Dessa forma, este estudo vai abordar essas questões tendo como ponto de partida a Portaria nº 1.144/16 articulando-a ao referencial teórico de Rua (1998) para pensar as potencialidades e as limitações do programa, assim como os seus objetivos quanto ao desenvolvimento educacional dos estudantes, levando em conta as dificuldades para essa política ser colocada em prática.

A escola, os educandos e o Programa Novo Mais Educação

A Escola Municipal Oscar Weinschenck foi inaugurada em 12 de agosto de 1972. Durante esses anos, ela passou por diversas transformações, principalmente em sua estrutura arquitetônica. Nos últimos quatro anos, tem passado por grande reforma, em que estão sendo ampliados os espaços físicos e incluídos novos ambientes como biblioteca, sala de cinema, banheiros e vestiários para as salas de Educação Infantil, sala de informática, auditório, parquinho para a Educação Infantil e sala de professores, entre outros. Devido à reforma, a organização do ambiente escolar precisou ser modificada e adaptada para que o trabalho educacional fosse realizado.

No período em que a pesquisa foi realizada, a escola oferecia 800 vagas, sendo 80 na Educação Infantil, 413 no Ensino Fundamental I, 233 na Educação de Jovens e Adultos e 74 na Educação Especial. A escola funciona nos três turnos, contando com 70 funcionários, sendo 50 professores. O corpo de funcionários é constituído pela diretora, docentes, orientadores pedagógicos, orientadores educacionais, dirigentes de turno, secretários, auxiliares de disciplinas, cuidadores, merendeiras e auxiliares de limpeza.

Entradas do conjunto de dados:
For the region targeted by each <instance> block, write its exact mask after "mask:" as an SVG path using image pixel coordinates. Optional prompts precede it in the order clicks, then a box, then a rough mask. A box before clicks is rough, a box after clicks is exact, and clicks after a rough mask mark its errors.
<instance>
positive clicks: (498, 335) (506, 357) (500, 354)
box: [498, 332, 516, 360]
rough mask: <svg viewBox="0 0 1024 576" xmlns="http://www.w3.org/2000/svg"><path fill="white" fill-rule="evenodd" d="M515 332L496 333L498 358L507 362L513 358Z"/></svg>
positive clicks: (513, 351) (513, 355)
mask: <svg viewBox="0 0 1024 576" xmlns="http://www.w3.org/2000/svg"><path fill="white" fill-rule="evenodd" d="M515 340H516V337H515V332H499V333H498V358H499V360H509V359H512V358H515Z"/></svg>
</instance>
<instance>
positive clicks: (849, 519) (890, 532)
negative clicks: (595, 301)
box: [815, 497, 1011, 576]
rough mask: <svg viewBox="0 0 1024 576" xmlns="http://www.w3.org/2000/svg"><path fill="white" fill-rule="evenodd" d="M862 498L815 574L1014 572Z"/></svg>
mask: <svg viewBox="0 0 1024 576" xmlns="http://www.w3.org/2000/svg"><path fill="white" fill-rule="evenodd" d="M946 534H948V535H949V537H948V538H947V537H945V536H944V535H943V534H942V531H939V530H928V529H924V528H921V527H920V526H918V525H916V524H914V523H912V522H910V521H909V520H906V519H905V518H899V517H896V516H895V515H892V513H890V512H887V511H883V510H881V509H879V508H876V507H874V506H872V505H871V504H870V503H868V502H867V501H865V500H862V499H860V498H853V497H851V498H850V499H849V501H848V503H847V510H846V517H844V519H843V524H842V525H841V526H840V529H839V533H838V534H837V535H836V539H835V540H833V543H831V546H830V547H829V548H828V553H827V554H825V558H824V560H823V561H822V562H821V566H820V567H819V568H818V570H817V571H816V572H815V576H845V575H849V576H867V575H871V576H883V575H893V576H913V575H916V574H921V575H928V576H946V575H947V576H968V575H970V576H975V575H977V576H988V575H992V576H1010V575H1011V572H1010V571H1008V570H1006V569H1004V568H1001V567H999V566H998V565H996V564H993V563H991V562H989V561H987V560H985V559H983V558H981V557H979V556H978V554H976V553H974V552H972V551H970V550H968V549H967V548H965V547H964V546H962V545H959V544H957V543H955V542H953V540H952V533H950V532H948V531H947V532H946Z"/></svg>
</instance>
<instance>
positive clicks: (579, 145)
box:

- Atividades:
a) Copie do texto extraído o trecho que vai de "A Escola Municipal" até "educacional fosse realizado.".
b) Repita fielmente as linhas da listagem, do início dela até a linha que contém "box: [815, 497, 1011, 576]", com as duas pontas incluídas.

- Respostas por tarefa:
a)
A Escola Municipal Oscar Weinschenck foi inaugurada em 12 de agosto de 1972. Durante esses anos, ela passou por diversas transformações, principalmente em sua estrutura arquitetônica. Nos últimos quatro anos, tem passado por grande reforma, em que estão sendo ampliados os espaços físicos e incluídos novos ambientes como biblioteca, sala de cinema, banheiros e vestiários para as salas de Educação Infantil, sala de informática, auditório, parquinho para a Educação Infantil e sala de professores, entre outros. Devido à reforma, a organização do ambiente escolar precisou ser modificada e adaptada para que o trabalho educacional fosse realizado.

b)
For the region targeted by each <instance> block, write its exact mask after "mask:" as an SVG path using image pixel coordinates. Optional prompts precede it in the order clicks, then a box, then a rough mask. A box before clicks is rough, a box after clicks is exact, and clicks after a rough mask mark its errors.
<instance>
positive clicks: (498, 335) (506, 357) (500, 354)
box: [498, 332, 516, 360]
rough mask: <svg viewBox="0 0 1024 576" xmlns="http://www.w3.org/2000/svg"><path fill="white" fill-rule="evenodd" d="M515 332L496 333L498 358L507 362L513 358Z"/></svg>
positive clicks: (513, 351) (513, 355)
mask: <svg viewBox="0 0 1024 576" xmlns="http://www.w3.org/2000/svg"><path fill="white" fill-rule="evenodd" d="M515 340H516V337H515V332H499V333H498V358H499V360H509V359H512V358H515Z"/></svg>
</instance>
<instance>
positive clicks: (849, 519) (890, 532)
negative clicks: (595, 301)
box: [815, 497, 1011, 576]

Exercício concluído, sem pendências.